[Detection annotation entries]
--- BEGIN ---

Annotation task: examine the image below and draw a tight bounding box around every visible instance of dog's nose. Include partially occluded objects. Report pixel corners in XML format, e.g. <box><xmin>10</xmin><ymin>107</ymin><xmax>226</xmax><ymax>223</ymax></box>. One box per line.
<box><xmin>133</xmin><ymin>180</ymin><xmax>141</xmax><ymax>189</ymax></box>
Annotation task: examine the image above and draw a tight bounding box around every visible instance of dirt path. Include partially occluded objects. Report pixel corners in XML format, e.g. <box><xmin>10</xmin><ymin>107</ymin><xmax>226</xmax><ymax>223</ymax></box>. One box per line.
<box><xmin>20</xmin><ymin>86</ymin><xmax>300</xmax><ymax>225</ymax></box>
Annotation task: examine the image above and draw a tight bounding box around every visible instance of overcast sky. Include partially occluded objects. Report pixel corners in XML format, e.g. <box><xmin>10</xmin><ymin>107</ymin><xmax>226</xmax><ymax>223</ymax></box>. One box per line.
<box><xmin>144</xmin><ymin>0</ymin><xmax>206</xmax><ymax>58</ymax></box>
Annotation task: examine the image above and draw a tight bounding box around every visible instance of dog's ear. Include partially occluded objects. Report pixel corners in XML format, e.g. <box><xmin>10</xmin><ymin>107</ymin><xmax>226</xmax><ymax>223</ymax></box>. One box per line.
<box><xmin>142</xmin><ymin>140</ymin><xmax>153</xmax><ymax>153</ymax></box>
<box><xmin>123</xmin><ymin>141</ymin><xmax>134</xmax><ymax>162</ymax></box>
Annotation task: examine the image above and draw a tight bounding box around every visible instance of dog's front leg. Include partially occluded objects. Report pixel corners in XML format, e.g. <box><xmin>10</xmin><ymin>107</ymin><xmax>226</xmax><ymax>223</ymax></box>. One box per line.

--- END ---

▶ Task to complete: Put every line of the entries above into a numbered list, leaving out any blank lines.

▶ Correct response:
1. Annotation task: examine the image below and draw a tight bounding box around every visible instance of dog's nose. Include partially occluded objects. Report pixel corners in XML format, e.g. <box><xmin>10</xmin><ymin>107</ymin><xmax>226</xmax><ymax>223</ymax></box>. One box per line.
2. <box><xmin>133</xmin><ymin>180</ymin><xmax>141</xmax><ymax>189</ymax></box>
3. Annotation task: examine the image above and draw a tight bounding box around every visible instance of dirt path. Include partially occluded objects. Report pixel corners in XML format, e.g. <box><xmin>10</xmin><ymin>107</ymin><xmax>226</xmax><ymax>223</ymax></box>. One box per line.
4. <box><xmin>20</xmin><ymin>86</ymin><xmax>300</xmax><ymax>225</ymax></box>
5. Annotation task: examine the image above and draw a tight bounding box around every visible instance of overcast sky. Include partially occluded objects. Report pixel corners in XML format, e.g. <box><xmin>10</xmin><ymin>107</ymin><xmax>226</xmax><ymax>223</ymax></box>. One box per line.
6. <box><xmin>144</xmin><ymin>0</ymin><xmax>206</xmax><ymax>58</ymax></box>
7. Annotation task: examine the image above and draw a tight bounding box around every visible instance of dog's ear. Include partially occluded objects. Report pixel corners in XML format, e.g. <box><xmin>10</xmin><ymin>107</ymin><xmax>226</xmax><ymax>223</ymax></box>. One box per line.
8. <box><xmin>142</xmin><ymin>140</ymin><xmax>153</xmax><ymax>153</ymax></box>
9. <box><xmin>123</xmin><ymin>141</ymin><xmax>134</xmax><ymax>162</ymax></box>
10. Annotation task: examine the image above and draw a tight bounding box around every visible instance of dog's front leg. Include partially occluded objects. Report pixel corners in XML format, e.g. <box><xmin>10</xmin><ymin>107</ymin><xmax>226</xmax><ymax>223</ymax></box>. One box per line.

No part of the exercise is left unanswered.